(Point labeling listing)
******************************

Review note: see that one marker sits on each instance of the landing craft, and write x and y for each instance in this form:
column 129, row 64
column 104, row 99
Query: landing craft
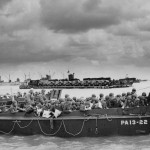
column 89, row 123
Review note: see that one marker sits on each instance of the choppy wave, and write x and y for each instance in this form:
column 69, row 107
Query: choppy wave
column 54, row 143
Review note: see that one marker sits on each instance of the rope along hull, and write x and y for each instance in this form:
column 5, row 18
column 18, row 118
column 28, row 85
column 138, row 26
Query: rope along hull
column 88, row 126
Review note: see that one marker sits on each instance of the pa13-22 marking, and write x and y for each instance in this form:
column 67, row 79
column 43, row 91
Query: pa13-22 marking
column 134, row 122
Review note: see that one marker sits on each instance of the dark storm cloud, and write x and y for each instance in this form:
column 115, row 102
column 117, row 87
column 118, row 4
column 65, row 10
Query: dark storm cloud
column 71, row 16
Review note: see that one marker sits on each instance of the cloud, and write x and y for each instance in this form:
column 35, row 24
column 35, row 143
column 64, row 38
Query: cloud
column 92, row 34
column 70, row 16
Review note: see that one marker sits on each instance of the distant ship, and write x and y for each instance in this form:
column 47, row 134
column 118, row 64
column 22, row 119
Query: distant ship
column 71, row 82
column 10, row 83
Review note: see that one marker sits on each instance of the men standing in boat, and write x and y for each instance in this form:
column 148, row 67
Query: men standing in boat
column 42, row 97
column 29, row 98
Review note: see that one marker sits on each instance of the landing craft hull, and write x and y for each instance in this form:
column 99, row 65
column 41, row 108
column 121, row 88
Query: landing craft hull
column 75, row 87
column 94, row 123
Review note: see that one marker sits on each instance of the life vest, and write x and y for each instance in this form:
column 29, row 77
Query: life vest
column 46, row 114
column 57, row 113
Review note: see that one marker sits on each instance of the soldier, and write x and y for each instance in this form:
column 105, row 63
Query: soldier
column 29, row 98
column 42, row 97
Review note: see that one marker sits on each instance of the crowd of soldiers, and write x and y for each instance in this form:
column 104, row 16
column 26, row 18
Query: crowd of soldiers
column 42, row 106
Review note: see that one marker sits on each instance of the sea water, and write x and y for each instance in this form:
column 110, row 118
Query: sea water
column 37, row 142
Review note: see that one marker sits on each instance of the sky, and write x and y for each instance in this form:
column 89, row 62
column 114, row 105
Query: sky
column 91, row 38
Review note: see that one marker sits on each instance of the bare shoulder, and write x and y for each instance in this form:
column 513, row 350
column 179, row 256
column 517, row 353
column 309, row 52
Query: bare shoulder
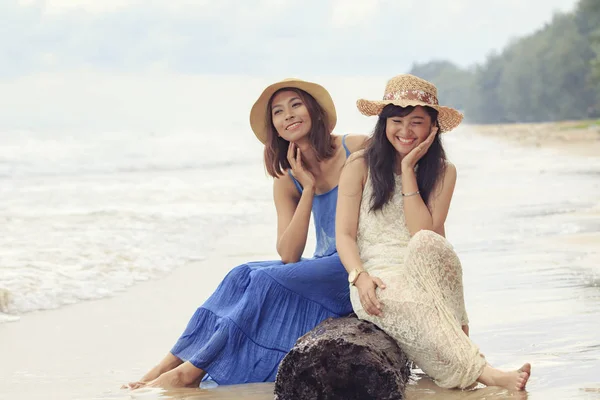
column 284, row 185
column 357, row 157
column 355, row 142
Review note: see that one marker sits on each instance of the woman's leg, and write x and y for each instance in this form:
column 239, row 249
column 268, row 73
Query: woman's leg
column 168, row 363
column 511, row 380
column 185, row 375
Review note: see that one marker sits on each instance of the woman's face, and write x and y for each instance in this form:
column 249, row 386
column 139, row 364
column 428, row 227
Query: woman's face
column 406, row 133
column 290, row 116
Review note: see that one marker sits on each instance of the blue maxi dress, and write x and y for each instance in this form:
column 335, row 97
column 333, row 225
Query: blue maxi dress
column 259, row 310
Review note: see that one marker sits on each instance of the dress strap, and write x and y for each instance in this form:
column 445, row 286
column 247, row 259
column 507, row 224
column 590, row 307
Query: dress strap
column 345, row 147
column 298, row 185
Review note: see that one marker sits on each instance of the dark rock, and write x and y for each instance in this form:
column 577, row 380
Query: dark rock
column 343, row 358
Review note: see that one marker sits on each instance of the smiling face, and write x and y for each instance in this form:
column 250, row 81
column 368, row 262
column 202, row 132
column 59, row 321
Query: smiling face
column 290, row 115
column 406, row 133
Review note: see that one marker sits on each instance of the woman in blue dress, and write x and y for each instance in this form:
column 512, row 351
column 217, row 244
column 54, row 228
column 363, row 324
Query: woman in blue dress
column 241, row 333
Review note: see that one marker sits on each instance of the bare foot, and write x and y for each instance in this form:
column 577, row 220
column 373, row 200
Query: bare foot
column 185, row 375
column 513, row 380
column 173, row 379
column 168, row 363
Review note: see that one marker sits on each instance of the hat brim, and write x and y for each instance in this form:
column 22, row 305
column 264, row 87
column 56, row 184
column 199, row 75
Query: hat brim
column 448, row 117
column 258, row 113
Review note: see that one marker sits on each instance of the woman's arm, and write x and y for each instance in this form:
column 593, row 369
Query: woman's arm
column 352, row 181
column 293, row 218
column 418, row 215
column 348, row 208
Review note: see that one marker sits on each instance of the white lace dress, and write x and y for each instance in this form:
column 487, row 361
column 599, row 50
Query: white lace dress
column 423, row 303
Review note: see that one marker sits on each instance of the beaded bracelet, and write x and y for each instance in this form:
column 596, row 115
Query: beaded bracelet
column 410, row 194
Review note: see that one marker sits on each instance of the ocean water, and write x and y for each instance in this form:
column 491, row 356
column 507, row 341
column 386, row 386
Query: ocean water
column 85, row 216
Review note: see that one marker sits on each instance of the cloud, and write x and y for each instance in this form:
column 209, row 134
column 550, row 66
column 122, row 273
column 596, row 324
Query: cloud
column 262, row 37
column 353, row 13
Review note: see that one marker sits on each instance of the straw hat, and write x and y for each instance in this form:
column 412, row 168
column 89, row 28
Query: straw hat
column 258, row 114
column 408, row 90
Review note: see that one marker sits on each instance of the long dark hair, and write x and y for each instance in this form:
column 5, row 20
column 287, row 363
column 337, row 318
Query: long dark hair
column 381, row 159
column 276, row 147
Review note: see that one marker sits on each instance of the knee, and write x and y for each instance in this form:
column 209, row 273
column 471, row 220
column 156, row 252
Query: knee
column 427, row 238
column 429, row 242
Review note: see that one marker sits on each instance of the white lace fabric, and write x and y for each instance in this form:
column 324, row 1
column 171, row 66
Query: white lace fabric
column 423, row 303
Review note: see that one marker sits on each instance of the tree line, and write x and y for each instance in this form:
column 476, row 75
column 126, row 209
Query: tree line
column 550, row 75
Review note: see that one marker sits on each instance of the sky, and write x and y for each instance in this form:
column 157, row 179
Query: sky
column 87, row 55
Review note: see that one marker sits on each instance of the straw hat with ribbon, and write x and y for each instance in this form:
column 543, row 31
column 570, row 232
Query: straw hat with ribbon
column 408, row 90
column 258, row 114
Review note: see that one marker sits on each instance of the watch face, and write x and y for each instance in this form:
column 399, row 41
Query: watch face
column 352, row 276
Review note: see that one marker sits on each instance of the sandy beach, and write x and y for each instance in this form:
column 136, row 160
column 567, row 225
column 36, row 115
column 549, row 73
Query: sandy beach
column 87, row 350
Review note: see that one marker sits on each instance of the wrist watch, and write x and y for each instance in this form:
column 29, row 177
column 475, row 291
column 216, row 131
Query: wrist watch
column 354, row 274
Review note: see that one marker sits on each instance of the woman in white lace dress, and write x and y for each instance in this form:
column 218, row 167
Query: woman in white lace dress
column 405, row 277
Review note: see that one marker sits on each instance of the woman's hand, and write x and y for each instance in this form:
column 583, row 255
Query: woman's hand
column 302, row 175
column 410, row 160
column 366, row 285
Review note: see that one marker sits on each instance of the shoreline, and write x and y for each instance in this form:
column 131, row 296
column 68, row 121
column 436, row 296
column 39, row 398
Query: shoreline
column 577, row 138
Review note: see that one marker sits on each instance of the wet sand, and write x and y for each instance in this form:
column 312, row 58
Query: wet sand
column 535, row 300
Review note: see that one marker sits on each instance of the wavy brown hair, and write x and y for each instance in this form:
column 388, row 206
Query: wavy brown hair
column 381, row 159
column 276, row 147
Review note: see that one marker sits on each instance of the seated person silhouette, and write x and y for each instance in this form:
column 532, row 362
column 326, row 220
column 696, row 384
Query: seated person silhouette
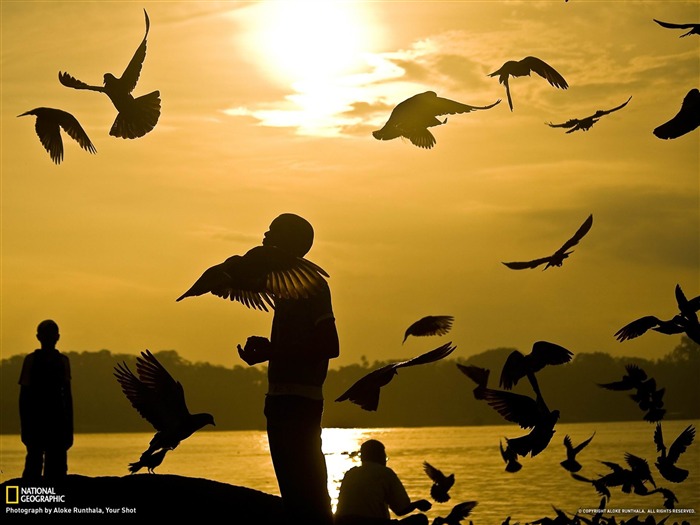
column 46, row 407
column 368, row 492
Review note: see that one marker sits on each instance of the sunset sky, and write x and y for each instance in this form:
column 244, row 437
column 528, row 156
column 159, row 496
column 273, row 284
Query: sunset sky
column 269, row 107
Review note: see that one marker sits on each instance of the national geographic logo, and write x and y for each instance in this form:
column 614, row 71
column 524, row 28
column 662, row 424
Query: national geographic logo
column 15, row 495
column 11, row 495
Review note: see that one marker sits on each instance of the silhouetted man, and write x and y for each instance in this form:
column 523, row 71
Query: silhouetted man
column 368, row 492
column 303, row 339
column 46, row 407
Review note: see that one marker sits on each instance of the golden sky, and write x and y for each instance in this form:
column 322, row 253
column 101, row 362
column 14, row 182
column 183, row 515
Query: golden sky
column 269, row 107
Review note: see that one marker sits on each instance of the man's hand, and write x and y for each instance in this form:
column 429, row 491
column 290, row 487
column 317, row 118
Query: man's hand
column 423, row 505
column 257, row 350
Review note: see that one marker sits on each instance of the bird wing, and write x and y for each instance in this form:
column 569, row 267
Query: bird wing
column 155, row 395
column 568, row 124
column 461, row 511
column 513, row 370
column 71, row 126
column 430, row 325
column 682, row 442
column 669, row 25
column 523, row 265
column 72, row 82
column 603, row 112
column 428, row 357
column 580, row 233
column 685, row 121
column 263, row 274
column 546, row 71
column 433, row 473
column 365, row 391
column 515, row 408
column 132, row 72
column 637, row 327
column 445, row 106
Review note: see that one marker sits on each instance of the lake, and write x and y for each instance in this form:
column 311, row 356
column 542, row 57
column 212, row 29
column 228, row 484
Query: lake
column 471, row 453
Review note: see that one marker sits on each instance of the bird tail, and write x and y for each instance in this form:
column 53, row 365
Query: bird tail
column 138, row 118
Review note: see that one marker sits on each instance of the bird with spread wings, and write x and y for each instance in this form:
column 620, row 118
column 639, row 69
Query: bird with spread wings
column 412, row 118
column 136, row 116
column 584, row 124
column 557, row 258
column 365, row 391
column 49, row 122
column 523, row 68
column 160, row 400
column 259, row 277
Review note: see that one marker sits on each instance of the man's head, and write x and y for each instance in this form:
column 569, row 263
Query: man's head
column 47, row 333
column 290, row 233
column 373, row 450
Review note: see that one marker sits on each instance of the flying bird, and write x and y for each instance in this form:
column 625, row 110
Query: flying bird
column 49, row 122
column 648, row 397
column 136, row 116
column 586, row 123
column 686, row 120
column 458, row 513
column 412, row 118
column 666, row 462
column 429, row 325
column 522, row 68
column 477, row 374
column 518, row 365
column 557, row 258
column 160, row 400
column 441, row 483
column 570, row 463
column 510, row 457
column 686, row 321
column 365, row 391
column 694, row 28
column 259, row 277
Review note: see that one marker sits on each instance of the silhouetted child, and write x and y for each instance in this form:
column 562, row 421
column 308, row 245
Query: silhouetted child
column 46, row 407
column 302, row 340
column 368, row 492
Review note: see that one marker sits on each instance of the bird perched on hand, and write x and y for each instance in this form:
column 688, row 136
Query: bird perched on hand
column 441, row 483
column 429, row 325
column 570, row 463
column 136, row 116
column 522, row 68
column 666, row 462
column 517, row 365
column 586, row 123
column 694, row 28
column 457, row 514
column 686, row 321
column 365, row 391
column 557, row 258
column 412, row 118
column 260, row 276
column 160, row 400
column 49, row 122
column 686, row 120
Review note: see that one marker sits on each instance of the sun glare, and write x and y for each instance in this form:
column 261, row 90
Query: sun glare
column 317, row 49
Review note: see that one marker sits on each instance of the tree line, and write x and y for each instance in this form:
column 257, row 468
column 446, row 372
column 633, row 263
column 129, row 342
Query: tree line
column 436, row 394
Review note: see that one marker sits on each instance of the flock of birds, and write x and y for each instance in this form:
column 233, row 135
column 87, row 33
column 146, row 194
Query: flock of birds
column 265, row 274
column 410, row 119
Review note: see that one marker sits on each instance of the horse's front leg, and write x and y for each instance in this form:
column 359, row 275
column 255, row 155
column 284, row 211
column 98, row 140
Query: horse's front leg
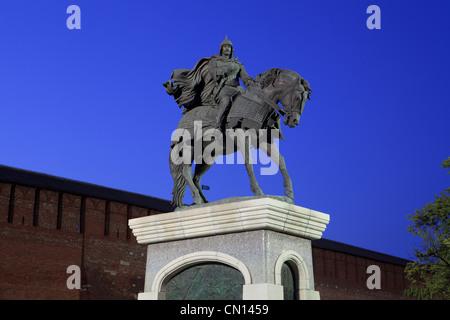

******************************

• What you need to do:
Copy the lines of the listing above verbatim, beginning at the line that contains "craft hull, and" and ending after the line that contains "column 37, row 142".

• Full response:
Review note: see that one marker sits on each instance of the landing craft hull, and write x and y for each instance in this form:
column 99, row 65
column 41, row 108
column 121, row 88
Query: landing craft hull
column 75, row 87
column 94, row 123
Review note: see that one marker sits on each instance of the life vest, and write x and y for each instance in this form:
column 29, row 77
Query: life vest
column 46, row 114
column 57, row 113
Review note: see that one marker sits on each instance of the soldier, and write x and y for each instance in this form:
column 105, row 63
Query: soldier
column 29, row 98
column 42, row 97
Review note: see that one marker sits on each instance of the crowd of soldiers, and write x and y for each instance in this form:
column 104, row 16
column 26, row 18
Query: crowd of soldiers
column 42, row 106
Review note: see that one marker sits on each instance of the sea water, and write x and y for each instance in this form:
column 110, row 118
Query: sea water
column 37, row 142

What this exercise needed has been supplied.